OBJECTIVE ->
Quote the passage on ink-receiving layers word for word, from "The gelling agent mentioned" up to and including "and geran gum.".

PAGE ->

In a more preferred embodiment of the present invention, the particles protrude from the binder layer in a height of from 1 to 30 µm, and such particles are present in the number of from 50 to 1,000 per 1 mm² of the ink-receiving surface.
It is necessary for forming such an ink-receiving layer to use, when, for example, particles with a particle diameter of from 10 to 30 µm are used as the highly water-absorptive resin particles, the binder in an amount of from 16 to 100 parts by weight, preferably from 16 to 80 parts by weight, and more preferably from 16 to 50 parts by weight, and also carry out coating so that the thickness of the binder layer formed on the substrate may range from 1 to 100 µm, preferably from 1 to 50 µm, and more preferably from 2 to 30 µm, in dried thickness.
In the present invention, a gelling agent may preferably be contained in the binder for the purpose of further improving the ink receptivity and the blocking resistance exhibited when an ink is adhered in a high density and a large quantity.
The gelling agent mentioned in the present invention refers to a compound capable of lowering the fluidity of water, alcohols, polyhydric alcohols and organic solvents contained in inks and solidifying them.
In general, the mechanism of gelation is presumed that networks of compounds are constructed by hydrogen bonds produced between hydroxyl groups and amino groups of a gelling agent, and a desired solvent is confined between the networks.
The gelling agent used in the present invention includes sorbitol derivatives as typified by a condensation product of sorbitol with benzaldehyde, isocyanate compounds, gelling agents of an amino acid type as typified by N-lauroyl-L-glutamic acid-α, γ-di-n-butylamide, agar, calaguinan, pectin, and geran gum.
In particular, in the ink-jet recording in which a water-based ink is used by preference, suited as the gelling agent is a condensation product of sorbitol with an aromatic aldehyde, which has an excellent gelling ability for water, alcohols and polyhydric alcohols contained in inks and is chemically stable to the moisture in the air.
As the sorbitol, D-sorbitols are readily utilizable because D-types are available with ease.

PROVIDED INFORMATION ->
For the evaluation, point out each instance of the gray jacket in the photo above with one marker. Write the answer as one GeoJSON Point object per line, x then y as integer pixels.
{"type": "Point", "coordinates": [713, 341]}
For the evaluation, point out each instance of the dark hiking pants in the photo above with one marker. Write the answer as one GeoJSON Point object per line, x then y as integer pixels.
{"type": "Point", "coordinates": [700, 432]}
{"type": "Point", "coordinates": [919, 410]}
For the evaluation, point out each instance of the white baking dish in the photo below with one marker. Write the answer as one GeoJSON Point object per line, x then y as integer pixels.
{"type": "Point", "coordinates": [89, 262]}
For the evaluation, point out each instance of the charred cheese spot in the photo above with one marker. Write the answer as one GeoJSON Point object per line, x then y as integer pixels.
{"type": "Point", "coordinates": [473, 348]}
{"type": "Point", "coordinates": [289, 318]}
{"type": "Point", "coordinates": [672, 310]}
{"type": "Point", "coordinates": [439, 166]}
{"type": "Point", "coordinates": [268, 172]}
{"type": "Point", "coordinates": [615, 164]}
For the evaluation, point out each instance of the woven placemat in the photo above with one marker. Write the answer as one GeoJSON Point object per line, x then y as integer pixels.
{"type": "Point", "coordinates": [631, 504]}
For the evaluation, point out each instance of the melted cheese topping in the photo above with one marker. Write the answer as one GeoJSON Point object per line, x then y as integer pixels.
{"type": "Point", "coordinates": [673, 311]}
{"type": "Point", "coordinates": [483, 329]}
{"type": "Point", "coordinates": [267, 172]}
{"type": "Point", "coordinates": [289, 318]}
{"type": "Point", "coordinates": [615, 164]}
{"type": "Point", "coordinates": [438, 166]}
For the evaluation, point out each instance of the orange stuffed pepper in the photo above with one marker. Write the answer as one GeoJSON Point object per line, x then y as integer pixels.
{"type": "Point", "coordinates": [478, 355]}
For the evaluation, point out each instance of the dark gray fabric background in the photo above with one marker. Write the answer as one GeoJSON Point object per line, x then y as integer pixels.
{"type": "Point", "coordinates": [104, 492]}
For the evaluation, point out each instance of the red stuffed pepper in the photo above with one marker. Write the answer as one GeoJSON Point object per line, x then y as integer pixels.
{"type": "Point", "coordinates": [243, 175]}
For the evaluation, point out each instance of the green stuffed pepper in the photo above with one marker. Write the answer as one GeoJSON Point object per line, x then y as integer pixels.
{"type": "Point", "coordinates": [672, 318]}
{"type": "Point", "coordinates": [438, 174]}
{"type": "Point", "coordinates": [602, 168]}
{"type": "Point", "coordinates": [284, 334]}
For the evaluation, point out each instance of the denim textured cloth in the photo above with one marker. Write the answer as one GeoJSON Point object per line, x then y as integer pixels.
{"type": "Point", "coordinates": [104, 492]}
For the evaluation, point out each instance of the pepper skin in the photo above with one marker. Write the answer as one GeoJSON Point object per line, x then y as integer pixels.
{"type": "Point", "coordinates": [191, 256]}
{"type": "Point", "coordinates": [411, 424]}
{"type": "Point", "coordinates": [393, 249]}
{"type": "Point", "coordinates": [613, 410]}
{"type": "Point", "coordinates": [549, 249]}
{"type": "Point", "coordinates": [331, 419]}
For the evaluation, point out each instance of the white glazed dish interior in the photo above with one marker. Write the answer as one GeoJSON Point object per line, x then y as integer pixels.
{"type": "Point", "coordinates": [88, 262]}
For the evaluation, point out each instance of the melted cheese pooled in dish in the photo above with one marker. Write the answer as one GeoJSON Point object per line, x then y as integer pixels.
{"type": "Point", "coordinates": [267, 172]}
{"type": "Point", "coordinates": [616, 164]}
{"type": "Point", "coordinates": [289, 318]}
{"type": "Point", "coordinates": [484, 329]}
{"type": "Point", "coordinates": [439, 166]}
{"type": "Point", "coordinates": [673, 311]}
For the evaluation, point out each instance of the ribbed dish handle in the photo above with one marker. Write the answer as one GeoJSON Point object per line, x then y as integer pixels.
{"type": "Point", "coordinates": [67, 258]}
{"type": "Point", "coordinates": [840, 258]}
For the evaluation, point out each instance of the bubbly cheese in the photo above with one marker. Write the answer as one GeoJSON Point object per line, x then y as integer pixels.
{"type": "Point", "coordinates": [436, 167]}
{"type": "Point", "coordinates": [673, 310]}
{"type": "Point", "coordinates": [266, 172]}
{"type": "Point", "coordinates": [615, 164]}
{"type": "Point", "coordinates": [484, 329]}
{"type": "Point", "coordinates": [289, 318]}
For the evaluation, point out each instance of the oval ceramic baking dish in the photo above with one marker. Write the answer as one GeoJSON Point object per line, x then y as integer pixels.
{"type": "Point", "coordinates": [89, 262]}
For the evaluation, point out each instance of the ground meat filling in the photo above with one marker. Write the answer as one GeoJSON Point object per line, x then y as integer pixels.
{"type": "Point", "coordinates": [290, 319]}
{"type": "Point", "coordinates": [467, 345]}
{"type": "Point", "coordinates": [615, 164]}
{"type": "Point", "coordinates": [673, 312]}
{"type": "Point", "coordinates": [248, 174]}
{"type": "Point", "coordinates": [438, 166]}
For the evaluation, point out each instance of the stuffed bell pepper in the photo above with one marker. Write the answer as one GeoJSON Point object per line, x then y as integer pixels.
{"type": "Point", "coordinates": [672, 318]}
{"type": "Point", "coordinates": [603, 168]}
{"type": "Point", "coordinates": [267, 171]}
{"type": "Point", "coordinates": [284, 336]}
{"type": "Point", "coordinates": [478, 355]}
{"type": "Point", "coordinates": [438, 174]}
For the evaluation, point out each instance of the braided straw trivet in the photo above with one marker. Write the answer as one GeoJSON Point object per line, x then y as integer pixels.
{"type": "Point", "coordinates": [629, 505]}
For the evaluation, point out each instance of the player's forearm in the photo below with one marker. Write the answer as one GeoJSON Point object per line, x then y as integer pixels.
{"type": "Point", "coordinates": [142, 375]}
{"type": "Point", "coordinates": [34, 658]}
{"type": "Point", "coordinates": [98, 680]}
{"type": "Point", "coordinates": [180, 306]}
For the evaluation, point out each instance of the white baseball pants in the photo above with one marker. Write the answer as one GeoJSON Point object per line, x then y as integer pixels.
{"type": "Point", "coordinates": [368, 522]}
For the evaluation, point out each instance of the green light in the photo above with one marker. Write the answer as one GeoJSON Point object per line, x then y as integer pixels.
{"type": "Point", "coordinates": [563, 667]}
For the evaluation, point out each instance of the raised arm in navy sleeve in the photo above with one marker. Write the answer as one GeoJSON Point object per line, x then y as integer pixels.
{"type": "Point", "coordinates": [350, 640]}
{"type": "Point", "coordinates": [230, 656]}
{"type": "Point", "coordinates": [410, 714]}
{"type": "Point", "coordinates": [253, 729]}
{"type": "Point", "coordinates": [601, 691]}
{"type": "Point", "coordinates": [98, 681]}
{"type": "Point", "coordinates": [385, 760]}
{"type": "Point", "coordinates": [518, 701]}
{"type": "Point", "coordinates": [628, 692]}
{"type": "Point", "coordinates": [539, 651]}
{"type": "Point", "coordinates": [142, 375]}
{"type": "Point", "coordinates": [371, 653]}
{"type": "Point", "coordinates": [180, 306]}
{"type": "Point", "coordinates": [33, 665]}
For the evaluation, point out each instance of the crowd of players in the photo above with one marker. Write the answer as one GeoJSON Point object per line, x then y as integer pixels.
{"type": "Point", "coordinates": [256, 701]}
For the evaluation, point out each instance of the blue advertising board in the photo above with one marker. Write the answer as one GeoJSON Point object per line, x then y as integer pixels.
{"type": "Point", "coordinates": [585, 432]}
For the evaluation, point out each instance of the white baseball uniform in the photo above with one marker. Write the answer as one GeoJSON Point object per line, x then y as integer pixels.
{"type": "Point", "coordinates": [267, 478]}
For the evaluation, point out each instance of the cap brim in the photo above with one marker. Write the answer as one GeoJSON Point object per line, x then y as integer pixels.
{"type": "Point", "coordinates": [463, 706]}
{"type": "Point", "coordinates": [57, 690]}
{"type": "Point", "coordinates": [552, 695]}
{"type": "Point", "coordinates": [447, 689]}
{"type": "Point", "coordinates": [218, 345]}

SOLUTION TO THIS PROBLEM ->
The gelling agent mentioned in the present invention refers to a compound capable of lowering the fluidity of water, alcohols, polyhydric alcohols and organic solvents contained in inks and solidifying them.
In general, the mechanism of gelation is presumed that networks of compounds are constructed by hydrogen bonds produced between hydroxyl groups and amino groups of a gelling agent, and a desired solvent is confined between the networks.
The gelling agent used in the present invention includes sorbitol derivatives as typified by a condensation product of sorbitol with benzaldehyde, isocyanate compounds, gelling agents of an amino acid type as typified by N-lauroyl-L-glutamic acid-α, γ-di-n-butylamide, agar, calaguinan, pectin, and geran gum.